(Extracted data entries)
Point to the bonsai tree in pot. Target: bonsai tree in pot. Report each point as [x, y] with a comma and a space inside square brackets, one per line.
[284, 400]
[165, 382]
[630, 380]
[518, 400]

— Task details —
Each record, from first to last, should be returned verbatim.

— Answer to this task —
Point to the bonsai tree in pot. Target: bonsai tree in pot. Report each point as [x, y] with a comma and a space inside square brackets, one per line.
[284, 400]
[165, 382]
[630, 380]
[518, 400]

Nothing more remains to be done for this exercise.